**SHORT TASK**
Put the records below into a two-column CSV with the columns request and answer. Each record gets one row, with its text and its answer each in a single quoted field and any line breaks replaced by spaces.
>> begin
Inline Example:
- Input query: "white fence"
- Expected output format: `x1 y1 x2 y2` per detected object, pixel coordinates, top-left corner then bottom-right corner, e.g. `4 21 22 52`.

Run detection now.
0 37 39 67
>> end
**RESPONSE**
request,answer
"Inline Example: - Input query: ""white fence"" - Expected output format: `x1 y1 x2 y2` per detected object, pixel coordinates, top-left corner then bottom-right corner, e.g. `4 21 22 52`. Run detection now.","0 37 39 67"